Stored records
• • • • •

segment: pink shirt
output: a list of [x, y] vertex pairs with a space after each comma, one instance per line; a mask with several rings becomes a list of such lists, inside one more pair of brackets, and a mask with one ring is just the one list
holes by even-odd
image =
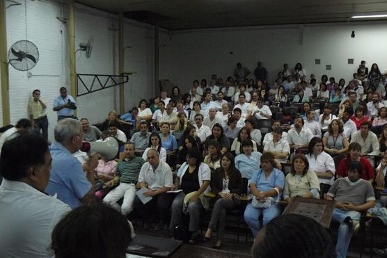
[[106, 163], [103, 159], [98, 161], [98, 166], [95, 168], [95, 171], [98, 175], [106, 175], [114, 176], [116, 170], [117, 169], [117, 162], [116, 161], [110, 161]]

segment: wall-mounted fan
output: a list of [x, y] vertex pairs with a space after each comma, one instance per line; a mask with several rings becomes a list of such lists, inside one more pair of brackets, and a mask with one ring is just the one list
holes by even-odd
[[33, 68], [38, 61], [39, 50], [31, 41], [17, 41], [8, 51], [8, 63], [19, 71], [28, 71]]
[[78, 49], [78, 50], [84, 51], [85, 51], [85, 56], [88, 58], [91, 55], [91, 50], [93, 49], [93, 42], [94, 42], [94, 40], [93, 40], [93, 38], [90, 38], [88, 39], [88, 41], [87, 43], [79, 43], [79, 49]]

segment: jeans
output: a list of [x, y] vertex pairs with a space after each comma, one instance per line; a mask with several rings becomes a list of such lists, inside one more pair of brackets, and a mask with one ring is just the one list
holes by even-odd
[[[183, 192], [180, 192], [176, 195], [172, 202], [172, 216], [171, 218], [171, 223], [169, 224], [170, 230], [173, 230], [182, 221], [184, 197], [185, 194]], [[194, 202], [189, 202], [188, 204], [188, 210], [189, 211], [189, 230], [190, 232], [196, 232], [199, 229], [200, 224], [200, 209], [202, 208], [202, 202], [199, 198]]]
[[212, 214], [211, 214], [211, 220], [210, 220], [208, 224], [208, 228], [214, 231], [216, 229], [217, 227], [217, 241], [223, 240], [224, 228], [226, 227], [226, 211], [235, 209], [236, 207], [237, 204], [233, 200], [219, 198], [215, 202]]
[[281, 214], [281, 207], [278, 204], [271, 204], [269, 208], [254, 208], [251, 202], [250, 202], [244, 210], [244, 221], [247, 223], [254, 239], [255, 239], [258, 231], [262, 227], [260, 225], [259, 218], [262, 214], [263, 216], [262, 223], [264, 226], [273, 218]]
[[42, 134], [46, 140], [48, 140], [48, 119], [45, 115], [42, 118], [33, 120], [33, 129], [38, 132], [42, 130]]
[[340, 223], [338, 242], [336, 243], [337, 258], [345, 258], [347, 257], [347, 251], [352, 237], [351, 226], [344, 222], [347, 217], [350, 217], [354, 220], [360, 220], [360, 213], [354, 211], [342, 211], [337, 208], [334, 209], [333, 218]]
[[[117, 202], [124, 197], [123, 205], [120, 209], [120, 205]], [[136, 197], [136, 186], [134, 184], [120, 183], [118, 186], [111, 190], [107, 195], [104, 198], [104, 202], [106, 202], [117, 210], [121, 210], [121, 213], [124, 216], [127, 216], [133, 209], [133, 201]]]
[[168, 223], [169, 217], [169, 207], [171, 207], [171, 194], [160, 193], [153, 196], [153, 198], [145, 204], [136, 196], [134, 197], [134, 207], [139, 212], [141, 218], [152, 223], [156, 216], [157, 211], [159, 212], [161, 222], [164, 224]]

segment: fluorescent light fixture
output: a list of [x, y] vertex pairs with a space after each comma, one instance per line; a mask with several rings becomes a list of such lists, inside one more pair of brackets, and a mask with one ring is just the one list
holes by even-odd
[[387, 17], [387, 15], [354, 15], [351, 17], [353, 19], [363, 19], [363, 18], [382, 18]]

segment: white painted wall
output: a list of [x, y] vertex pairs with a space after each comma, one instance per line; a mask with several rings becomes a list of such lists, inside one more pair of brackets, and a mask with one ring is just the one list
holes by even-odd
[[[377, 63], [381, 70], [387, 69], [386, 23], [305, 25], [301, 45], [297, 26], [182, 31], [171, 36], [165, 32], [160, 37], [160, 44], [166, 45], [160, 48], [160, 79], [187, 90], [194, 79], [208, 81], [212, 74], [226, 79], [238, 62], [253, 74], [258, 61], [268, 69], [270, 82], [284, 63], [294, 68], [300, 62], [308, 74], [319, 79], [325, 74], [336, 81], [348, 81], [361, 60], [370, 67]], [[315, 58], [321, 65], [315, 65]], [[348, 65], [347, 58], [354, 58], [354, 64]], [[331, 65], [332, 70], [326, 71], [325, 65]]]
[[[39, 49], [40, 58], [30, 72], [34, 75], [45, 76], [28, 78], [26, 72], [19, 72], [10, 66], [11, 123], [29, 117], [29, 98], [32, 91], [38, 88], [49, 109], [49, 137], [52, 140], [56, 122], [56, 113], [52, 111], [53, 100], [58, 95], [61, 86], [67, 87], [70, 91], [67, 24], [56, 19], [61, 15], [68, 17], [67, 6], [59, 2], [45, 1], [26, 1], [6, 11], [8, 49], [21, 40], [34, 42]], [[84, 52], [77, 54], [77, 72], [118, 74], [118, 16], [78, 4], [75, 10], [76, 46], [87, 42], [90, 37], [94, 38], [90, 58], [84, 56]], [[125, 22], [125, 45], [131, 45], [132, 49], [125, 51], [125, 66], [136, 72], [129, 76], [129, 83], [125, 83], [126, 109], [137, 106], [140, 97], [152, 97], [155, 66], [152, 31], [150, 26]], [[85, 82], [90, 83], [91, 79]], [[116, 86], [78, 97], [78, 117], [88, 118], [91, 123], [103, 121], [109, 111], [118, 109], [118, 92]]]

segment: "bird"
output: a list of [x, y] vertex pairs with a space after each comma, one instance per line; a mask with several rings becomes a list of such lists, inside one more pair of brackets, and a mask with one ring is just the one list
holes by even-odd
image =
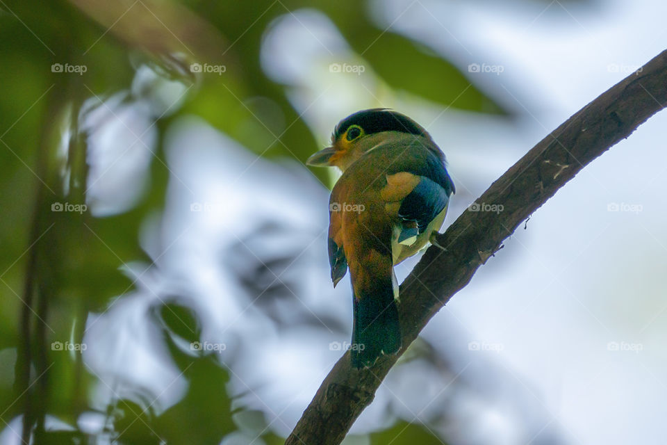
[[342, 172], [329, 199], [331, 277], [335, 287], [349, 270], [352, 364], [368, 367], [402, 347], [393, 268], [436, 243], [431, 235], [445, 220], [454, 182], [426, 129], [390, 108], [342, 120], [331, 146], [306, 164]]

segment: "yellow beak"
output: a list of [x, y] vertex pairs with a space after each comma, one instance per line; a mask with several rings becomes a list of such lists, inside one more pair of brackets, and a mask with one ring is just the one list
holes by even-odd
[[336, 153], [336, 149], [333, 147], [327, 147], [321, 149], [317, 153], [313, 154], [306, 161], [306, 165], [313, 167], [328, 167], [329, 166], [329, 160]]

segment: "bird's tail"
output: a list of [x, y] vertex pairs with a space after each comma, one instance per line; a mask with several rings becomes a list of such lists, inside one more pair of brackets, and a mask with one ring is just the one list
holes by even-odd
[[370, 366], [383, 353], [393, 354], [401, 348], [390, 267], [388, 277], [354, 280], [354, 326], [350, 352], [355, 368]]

• • • • •

=== Task statement ===
Reproduce the entries from the start through the line containing "161], [110, 161]]", replacing "pink shirt" with "blue shirt" and keeping everything else the same. Omit the pictures.

=== Problem solution ===
segment: blue shirt
output: a list of [x, y] vertex pairs with a space after each comma, one instance per line; a mask with several rings becomes a list of such lists, inside one more pair of brackets, and a mask with one ring is just the one list
holes by even-odd
image =
[[106, 163], [103, 159], [98, 161], [98, 166], [95, 168], [95, 171], [98, 175], [106, 175], [114, 176], [116, 170], [117, 169], [117, 162], [116, 161], [110, 161]]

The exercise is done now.